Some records
▼

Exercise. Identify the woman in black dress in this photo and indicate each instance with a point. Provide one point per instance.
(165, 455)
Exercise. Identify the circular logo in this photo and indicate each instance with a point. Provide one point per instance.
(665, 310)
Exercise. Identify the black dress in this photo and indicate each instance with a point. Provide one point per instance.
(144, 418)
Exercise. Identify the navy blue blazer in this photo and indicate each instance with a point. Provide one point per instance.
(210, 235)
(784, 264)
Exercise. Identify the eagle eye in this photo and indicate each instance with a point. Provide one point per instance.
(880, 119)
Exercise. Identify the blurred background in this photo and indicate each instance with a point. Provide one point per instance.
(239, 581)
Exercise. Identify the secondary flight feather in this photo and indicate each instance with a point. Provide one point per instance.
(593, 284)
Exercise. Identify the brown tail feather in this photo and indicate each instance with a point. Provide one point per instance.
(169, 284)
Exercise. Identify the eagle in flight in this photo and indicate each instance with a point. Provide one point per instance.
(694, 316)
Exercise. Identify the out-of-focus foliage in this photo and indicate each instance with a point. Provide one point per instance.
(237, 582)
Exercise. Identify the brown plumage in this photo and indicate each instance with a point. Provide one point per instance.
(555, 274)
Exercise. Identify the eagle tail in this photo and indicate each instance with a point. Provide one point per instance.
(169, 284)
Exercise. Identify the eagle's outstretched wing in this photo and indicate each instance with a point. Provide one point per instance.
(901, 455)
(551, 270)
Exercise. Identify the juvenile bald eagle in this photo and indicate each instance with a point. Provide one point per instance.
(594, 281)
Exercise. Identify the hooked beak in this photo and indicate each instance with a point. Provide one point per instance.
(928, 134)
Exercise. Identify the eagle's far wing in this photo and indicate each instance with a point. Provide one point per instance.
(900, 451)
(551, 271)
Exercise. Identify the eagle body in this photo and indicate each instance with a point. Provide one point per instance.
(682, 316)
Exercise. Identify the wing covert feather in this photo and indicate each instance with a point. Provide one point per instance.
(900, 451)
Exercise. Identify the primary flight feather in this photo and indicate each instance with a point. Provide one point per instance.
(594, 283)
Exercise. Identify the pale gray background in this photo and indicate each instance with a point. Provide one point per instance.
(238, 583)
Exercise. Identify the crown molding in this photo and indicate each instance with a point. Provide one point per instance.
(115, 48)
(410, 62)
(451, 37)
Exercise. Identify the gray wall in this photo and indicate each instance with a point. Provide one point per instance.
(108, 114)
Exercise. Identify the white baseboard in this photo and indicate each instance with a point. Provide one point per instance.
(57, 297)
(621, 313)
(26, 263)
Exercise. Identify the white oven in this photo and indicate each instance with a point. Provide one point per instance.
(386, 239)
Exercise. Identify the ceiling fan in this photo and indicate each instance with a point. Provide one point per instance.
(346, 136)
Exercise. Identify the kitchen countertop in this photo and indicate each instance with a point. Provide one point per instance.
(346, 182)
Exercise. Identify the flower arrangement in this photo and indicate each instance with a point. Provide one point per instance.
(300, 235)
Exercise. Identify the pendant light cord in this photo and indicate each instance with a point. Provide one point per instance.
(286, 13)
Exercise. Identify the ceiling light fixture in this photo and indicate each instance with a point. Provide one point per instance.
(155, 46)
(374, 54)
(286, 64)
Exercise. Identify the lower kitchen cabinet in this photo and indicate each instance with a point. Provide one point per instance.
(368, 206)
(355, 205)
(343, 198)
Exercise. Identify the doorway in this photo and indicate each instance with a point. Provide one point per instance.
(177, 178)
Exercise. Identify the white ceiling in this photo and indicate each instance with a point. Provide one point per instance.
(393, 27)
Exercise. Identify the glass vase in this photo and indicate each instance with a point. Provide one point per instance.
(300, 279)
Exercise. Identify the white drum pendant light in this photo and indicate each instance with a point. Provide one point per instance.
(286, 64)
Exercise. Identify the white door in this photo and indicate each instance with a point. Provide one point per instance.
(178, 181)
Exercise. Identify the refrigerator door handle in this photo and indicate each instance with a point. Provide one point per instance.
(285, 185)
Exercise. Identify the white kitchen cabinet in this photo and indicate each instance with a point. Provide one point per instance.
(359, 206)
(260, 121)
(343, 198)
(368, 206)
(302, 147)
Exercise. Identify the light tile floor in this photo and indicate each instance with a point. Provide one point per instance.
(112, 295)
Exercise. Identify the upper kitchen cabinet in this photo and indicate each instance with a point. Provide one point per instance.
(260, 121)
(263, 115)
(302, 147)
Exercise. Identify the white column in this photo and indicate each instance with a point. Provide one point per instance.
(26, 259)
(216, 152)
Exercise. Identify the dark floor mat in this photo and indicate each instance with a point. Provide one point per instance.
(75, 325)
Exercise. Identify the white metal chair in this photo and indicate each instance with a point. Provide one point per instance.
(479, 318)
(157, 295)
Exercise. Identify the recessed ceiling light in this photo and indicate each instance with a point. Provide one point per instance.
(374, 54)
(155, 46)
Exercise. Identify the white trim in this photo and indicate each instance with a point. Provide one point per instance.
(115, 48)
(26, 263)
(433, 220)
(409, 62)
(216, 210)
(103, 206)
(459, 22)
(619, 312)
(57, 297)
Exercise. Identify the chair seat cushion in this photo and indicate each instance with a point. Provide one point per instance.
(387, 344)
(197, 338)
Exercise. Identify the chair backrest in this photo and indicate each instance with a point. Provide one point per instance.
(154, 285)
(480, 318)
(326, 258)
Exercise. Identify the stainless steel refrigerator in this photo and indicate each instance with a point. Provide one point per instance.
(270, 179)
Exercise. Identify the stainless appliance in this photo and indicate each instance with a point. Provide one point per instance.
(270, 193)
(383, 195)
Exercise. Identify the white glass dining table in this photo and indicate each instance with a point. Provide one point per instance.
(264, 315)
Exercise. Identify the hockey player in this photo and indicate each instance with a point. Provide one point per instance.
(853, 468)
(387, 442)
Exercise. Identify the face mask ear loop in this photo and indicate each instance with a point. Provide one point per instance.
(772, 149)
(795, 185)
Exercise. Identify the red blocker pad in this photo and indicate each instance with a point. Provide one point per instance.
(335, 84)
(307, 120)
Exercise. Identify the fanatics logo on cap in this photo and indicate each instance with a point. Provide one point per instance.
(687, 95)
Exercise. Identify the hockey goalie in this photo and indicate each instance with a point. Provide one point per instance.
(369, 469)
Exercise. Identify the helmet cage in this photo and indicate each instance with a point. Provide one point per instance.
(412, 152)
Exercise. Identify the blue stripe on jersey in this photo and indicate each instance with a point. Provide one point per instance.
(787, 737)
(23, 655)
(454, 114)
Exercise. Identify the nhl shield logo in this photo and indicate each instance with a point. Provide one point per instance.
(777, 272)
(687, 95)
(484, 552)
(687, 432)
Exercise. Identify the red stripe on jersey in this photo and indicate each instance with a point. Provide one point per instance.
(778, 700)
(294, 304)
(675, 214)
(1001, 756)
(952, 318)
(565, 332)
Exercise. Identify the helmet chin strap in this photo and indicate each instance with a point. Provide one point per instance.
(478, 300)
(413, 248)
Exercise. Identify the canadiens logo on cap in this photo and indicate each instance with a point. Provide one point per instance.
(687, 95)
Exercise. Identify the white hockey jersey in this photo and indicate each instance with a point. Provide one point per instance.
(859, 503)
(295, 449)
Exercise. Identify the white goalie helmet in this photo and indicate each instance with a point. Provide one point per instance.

▲

Repeat every line of the material exactly as given.

EXPECTED ANSWER:
Exercise. Identify the woman in black dress in this photo and indicate each instance with a point. Provide one point per instance.
(165, 455)
Exercise. Identify the circular logo in this photo and indicate each instance with a point. Provide one point per instance.
(665, 310)
Exercise. Identify the black dress in this photo and indicate each instance with a point. Provide one point per instance.
(144, 418)
Exercise. Identify the navy blue blazer in this photo and indicate each instance with a point. Provide one point per instance.
(210, 235)
(784, 264)
Exercise. Identify the eagle eye in this photo and indicate each instance with a point. Provide one point per instance.
(880, 119)
Exercise. Identify the blurred background in this photo and indicate each instance with a point. Provide one point per instance.
(239, 581)
Exercise. Identify the secondary flight feather in this photo and indicate each instance with a point. Provide one point per instance.
(593, 284)
Exercise. Identify the brown tail feather in this photo and indicate each instance with a point. Provide one point per instance.
(169, 284)
Exercise. Identify the eagle in flight in this photo and indicate each instance with a point. Provide one point per instance.
(694, 316)
Exercise. Identify the out-of-focus foliage in this photo and indicate each instance with a point. Provide one point per instance.
(237, 582)
Exercise. Identify the brown plumage in this photo and indicate each instance with a point. Provide one point per instance.
(555, 274)
Exercise. Identify the eagle tail in this photo and indicate each instance with a point. Provide one point per instance.
(169, 284)
Exercise. Identify the eagle's outstretched wing in this photo and indicate each instance with a point. Provide one point per instance.
(901, 455)
(551, 270)
Exercise. Identify the juvenile bald eagle in this photo and indicate each instance with a point. Provide one point per instance.
(594, 281)
Exercise. Identify the hooked beak in this photo and indicate each instance with a point. Provide one point per instance.
(928, 134)
Exercise. Identify the eagle's far wing in this photo and indicate each instance with a point. Provide one point per instance.
(900, 451)
(551, 271)
Exercise. Identify the eagle body in this photo and indicate each instance with a point. Provide one point per instance.
(682, 316)
Exercise. Identify the wing covert feather in this photo and indicate each instance with a point. Provide one point per instance.
(900, 451)
Exercise. Identify the primary flight feather in this photo and indicate each instance with a point. Provide one point per instance.
(594, 283)
Exercise. Identify the pale gray background in this photo and indicate each instance with a point. Provide one point per instance.
(238, 583)
Exercise. Identify the crown molding in this photo and indicate each instance with a point. Provide one point per instance.
(115, 48)
(410, 62)
(451, 37)
Exercise. Identify the gray wall in this photo and indicate each instance with a point. Provide one point per instance.
(108, 114)
Exercise. Identify the white baseboard in this photo and indicate each instance with a point. Provide one point per instance.
(57, 297)
(621, 313)
(26, 263)
Exercise. Identify the white oven in this photo and indicate each instance with a point. Provide one point per instance.
(386, 239)
Exercise. Identify the ceiling fan in this photo and indicate each instance with a point. Provide one point per instance.
(346, 136)
Exercise. Identify the kitchen countertop in this photo and indicate each instance with a point. Provide one point per instance.
(346, 182)
Exercise. Identify the flower arrangement in this photo and indicate each instance with a point. Provide one point per instance.
(300, 235)
Exercise. Identify the pendant light cord in this photo and indicate each instance with a point. Provide one point per instance.
(286, 13)
Exercise. Identify the ceiling light fixture in this photo and indicate each instance with a point. Provide one point per instance.
(155, 46)
(374, 54)
(286, 64)
Exercise. Identify the lower kitchen cabinet in this photo and indicate each instance with a point. Provide one point per instance.
(368, 206)
(355, 205)
(343, 198)
Exercise. Identify the doorway in this photo and indicate each instance with a point. Provide one point per instance.
(177, 178)
Exercise. Identify the white ceiling in this photo and indicate each instance with a point. Provide one point per instance.
(393, 27)
Exercise. Identify the glass vase in this photo and indicate each instance with a point. Provide one point per instance.
(300, 279)
Exercise. Identify the white drum pendant light in this photo and indicate each instance with a point. Provide one point per instance.
(286, 64)
Exercise. Identify the white door in this photo and indicate each instance with a point. Provide one point per instance.
(178, 181)
Exercise. Identify the refrigerator door handle in this photo and indicate each instance with a point. Provide one point per instance.
(285, 185)
Exercise. Identify the white kitchen cabinet in this photo and indicate each instance with a point. Provide one point per instance.
(359, 206)
(260, 121)
(343, 198)
(368, 206)
(302, 147)
Exercise. Identify the light tile floor in this photo and indicate each instance with a point. Provide one point per instance.
(112, 295)
Exercise. Identify the upper kitchen cabinet in this photo and indicate each instance with a point. Provide one point per instance.
(260, 121)
(263, 115)
(302, 147)
Exercise. Identify the white column in this photo and indicate each instance with a point. Provide one point per instance.
(26, 259)
(216, 152)
Exercise. Identify the dark floor mat in this photo and indicate each instance with a point. Provide one point per instance.
(75, 325)
Exercise. Identify the white metal chair in this photo and indicate each instance with a point. Provide one point per instance.
(479, 318)
(157, 295)
Exercise. Identify the recessed ceiling light in this photo and indicate each instance with a point. Provide one point per instance.
(374, 54)
(155, 46)
Exercise. Identify the white trim in this photo and indicate each instance with a point. Provide one point per instance.
(115, 48)
(26, 263)
(433, 220)
(409, 62)
(216, 210)
(103, 206)
(459, 22)
(619, 312)
(57, 297)
Exercise. Identify the chair seat cushion in this photo and indicate each instance with a point. Provide one point per instance.
(387, 344)
(197, 338)
Exercise. Identify the chair backrest in this photo and indicate each instance with a point. Provide one point per instance.
(154, 285)
(480, 318)
(326, 258)
Exercise. Identify the stainless steel refrigerator in this photo and indicate each instance with a point. Provide one point per instance.
(270, 179)
Exercise. Identify the stainless appliance in this photo and indicate each instance with a point. Provide one point per instance.
(270, 193)
(383, 195)
Exercise. Identify the white glass dining table in this photo and indicate each instance with a point. Provide one point per instance.
(264, 315)
Exercise. Identify the hockey player in this photo and indicate each instance with a point. Provide one point per instance.
(853, 468)
(387, 442)
Exercise. Identify the face mask ear loop in this photo and indicate each instance with a point. Provide one point per instance.
(772, 149)
(795, 185)
Exercise. Identify the red blocker pad in this photo and indicate each instance with a point. Provide one point per instance.
(335, 84)
(307, 120)
Exercise. Identify the fanatics logo on cap in this photo and indicate each instance with a point. Provide one point per instance.
(687, 95)
Exercise. Identify the hockey goalie in this photo and indicate each instance with a point. Provide one point per instance.
(369, 469)
Exercise. Identify the helmet cage in this photo and indicate each instance with a point. Provide one point per instance.
(412, 152)
Exercise. Identify the blue stripe on jersey in this photo and indicate each instance with a point. Provide one point per instance.
(787, 737)
(23, 655)
(454, 114)
Exercise. Identify the nhl shield logo in this photo and indicate each instance with a point. Provide one point per instance.
(777, 272)
(687, 95)
(484, 552)
(687, 432)
Exercise. Identify the red stripe on jersey in this photo and indicate each instance with a point. Provide one point per instance.
(778, 700)
(294, 304)
(675, 214)
(1001, 756)
(952, 318)
(565, 332)
Exercise. Identify the helmet chin strap in this photo and indicate each instance with a point. Provide one point per instance.
(478, 300)
(413, 248)
Exercise. Identify the canadiens logo on cap in this photo and indicate each instance with a point. Provide one point per instance.
(687, 95)
Exercise. Identify the white hockey jersey in this photo and indicate each instance with a point. Provide one point per instance.
(859, 503)
(295, 449)
Exercise. Identify the white goalie helmet in this photo and indicate each instance with a point. Provide one point per instance.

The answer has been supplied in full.